Task item:
The full set of entries below is to be returned unchanged.

Source material:
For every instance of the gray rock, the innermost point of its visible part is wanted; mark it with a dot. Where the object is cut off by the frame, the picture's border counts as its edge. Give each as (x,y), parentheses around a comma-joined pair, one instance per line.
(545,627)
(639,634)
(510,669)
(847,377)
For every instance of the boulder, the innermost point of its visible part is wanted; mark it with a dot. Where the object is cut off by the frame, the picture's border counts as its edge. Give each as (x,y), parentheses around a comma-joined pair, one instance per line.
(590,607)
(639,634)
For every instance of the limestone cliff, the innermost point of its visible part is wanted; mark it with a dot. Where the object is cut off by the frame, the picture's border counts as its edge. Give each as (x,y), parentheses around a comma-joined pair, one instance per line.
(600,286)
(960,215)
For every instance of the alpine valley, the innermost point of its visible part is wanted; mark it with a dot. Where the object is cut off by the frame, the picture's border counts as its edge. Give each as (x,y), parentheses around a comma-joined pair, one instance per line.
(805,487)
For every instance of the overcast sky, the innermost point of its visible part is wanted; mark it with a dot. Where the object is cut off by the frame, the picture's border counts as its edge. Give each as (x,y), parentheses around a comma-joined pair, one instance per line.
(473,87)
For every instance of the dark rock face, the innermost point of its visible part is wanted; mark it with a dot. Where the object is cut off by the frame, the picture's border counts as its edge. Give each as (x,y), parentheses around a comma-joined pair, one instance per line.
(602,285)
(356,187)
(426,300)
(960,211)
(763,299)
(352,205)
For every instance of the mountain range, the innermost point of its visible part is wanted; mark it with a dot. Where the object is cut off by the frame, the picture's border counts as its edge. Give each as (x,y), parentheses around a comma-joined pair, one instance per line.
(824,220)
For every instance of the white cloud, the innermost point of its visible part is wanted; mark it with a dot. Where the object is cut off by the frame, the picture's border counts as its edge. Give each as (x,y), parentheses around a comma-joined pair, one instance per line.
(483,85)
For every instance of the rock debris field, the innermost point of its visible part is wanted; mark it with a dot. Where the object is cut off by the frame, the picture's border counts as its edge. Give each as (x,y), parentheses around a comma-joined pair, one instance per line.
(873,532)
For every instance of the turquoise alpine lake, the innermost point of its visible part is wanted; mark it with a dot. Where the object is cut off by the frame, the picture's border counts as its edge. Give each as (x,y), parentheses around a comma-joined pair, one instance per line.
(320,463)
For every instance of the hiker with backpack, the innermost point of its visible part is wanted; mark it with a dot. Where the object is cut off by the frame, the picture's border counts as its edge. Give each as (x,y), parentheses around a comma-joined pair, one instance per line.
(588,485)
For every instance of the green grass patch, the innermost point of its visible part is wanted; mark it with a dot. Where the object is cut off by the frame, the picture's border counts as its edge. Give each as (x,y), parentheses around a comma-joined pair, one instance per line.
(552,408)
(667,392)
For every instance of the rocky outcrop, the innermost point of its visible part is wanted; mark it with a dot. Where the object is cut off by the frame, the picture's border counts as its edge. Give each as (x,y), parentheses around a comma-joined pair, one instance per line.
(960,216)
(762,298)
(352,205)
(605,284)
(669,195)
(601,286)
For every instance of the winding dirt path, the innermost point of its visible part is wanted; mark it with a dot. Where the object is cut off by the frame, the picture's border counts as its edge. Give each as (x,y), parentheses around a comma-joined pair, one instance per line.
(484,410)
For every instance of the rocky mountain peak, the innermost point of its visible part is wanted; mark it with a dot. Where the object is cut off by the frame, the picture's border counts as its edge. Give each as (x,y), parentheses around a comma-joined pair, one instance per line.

Your solution:
For every instance of the gray rock, the innermost point of its visible part is wanted; mark it with a dot. Where the object is cut off by the frame, the picture's border counts as its edge. Give each as (x,y), parentheses around a comma-joined pair, one instance per line.
(545,627)
(639,634)
(510,669)
(847,377)
For every instance of the boulder, the innermost point of its visible part is wanted; mark it with a dot. Where the object is cut off by the frame, the picture's border counts as its edge. Give each as (x,y), parentheses around a comma-joined pair, one instance per line.
(590,607)
(639,634)
For every instance of the limestone cliff, the innermost point of its visible part is wanted; mark it with a dot. Where the object is cut off by the frame, the picture's border counts as its edge. Give each as (x,y), parentheses around a comma-joined pair, one instance per line.
(600,286)
(960,215)
For every instance of the alpine valley, the innermost point of its visible part is wanted; mark it with a dot. Where the object is cut off by the frame, the picture's border counts as its edge. Give each as (x,y), parentheses around a comma-joined pair, one instance per line.
(805,487)
For every instance of the overcast sky, the innermost point of its visible part is wanted; mark it with a dot. Where the object is cut off by the frame, the picture's border counts as its edge. Give each as (x,y), parentheses around a comma-joined pair, one instance per line.
(473,87)
For every instance of the dark rock face, the innermost point of its visible part is wanted; mark it with a dot. Where the object is cut off by the frame, the picture's border counts as its edge. Give each as (x,y), parentheses around a comma-joined pair, one instance per line.
(602,285)
(356,187)
(426,300)
(960,211)
(763,299)
(352,205)
For every instance of the mountain range, the innermost point of its visible part is wanted; mark it with a dot. Where the object is cut off by the frame, the picture's border counts as its edge. Give each as (x,y), parentheses around a comma-joined pair, one instance per line.
(824,220)
For every instance of the white cloud, the innermost point of its visible part is wanted; mark it with a dot. Where the object is cut off by the frame, the picture's border counts as its edge. Give each as (x,y), parentheses around a comma-joined pair, one instance per line.
(483,85)
For every instance of the rock debris field, the innermost point of its visible part is wanted; mark it with a dot. Where the object is cut off by the frame, the picture's border counts as its edge. Give each as (x,y), parentheses around a comma-joined pair, one instance per line.
(873,532)
For every instance of the turquoise alpine lake, the innermost point of its visible part is wanted; mark it with a dot. Where the object is cut off by the frame, the picture's border counts as its edge. Give each as (x,y), parentheses around a comma-joined pair, one instance per line.
(320,463)
For every instance of the hiker with backpack, the innermost point of its visible part is wanted; mark it with a dot. Where the object is cut off by the frame, the picture's border counts as its edge. Give each as (x,y), parentheses around a comma-joined pair, one instance per line.
(588,485)
For every instance of the green grass patch, the innermost point of its visible part is wanted; mark it with a dot. Where the object is cut off by the frame, the picture's border counts as its edge. Give each as (x,y), parentheses around a comma-joined pair, one instance per line.
(552,408)
(667,392)
For every instance of the rocky outcrop, the innermost point of its visible part is wanted; mark it with a dot. Where the object is cut off by the frame, the picture's border counts as its edge. Give each as (x,y), parentheses around a comma-joined pair, one instance per line.
(960,216)
(762,298)
(352,205)
(605,284)
(669,195)
(601,286)
For every instance of the winding dirt path, the innermost point of its visible part is wanted; mark it with a dot. Where the object is cut off by the frame, the picture's border counts as its edge. Give each as (x,y), parentheses around a comma-joined pair, one instance per line.
(484,410)
For every instance of the rocky mountain peak, the innermost point of its visible part is wanted; mark it with a dot. Where the object is cut off by the frame, the picture's border counts as its edge. Give each as (x,y), parentheses around a comma-joined pair, one instance per line.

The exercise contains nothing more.